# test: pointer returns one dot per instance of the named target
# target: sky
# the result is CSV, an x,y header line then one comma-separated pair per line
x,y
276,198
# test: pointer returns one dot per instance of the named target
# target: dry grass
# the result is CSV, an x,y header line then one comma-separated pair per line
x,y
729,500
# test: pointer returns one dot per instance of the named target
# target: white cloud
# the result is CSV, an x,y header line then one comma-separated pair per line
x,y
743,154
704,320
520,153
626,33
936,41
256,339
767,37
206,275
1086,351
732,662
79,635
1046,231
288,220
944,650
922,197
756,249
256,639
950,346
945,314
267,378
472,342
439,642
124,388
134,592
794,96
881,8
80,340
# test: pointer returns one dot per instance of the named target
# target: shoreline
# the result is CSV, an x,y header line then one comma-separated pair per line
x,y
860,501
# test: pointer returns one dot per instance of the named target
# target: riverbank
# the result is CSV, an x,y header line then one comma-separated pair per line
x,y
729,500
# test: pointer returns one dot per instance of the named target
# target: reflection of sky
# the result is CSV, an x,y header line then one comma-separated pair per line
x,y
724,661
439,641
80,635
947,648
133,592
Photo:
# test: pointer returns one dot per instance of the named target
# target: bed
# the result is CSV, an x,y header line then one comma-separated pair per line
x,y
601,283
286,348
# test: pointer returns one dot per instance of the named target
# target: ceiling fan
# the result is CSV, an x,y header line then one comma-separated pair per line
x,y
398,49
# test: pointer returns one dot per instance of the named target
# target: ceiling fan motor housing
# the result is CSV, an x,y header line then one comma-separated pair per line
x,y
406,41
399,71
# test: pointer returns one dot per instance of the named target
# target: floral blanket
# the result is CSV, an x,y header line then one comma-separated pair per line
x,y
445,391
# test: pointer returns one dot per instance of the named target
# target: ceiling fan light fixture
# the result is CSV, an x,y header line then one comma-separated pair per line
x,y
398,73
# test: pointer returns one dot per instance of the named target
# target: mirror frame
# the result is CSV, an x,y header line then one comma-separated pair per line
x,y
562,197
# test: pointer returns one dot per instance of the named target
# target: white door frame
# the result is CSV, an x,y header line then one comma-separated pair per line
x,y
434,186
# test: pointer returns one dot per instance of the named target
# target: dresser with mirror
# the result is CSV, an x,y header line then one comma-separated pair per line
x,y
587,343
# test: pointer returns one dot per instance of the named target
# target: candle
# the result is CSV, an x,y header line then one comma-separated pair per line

========

(Set exercise): Find every line in the records above that contains the string "frame" and copy each one out. Case counts.

(The completed task):
# target: mirror frame
# target: white door frame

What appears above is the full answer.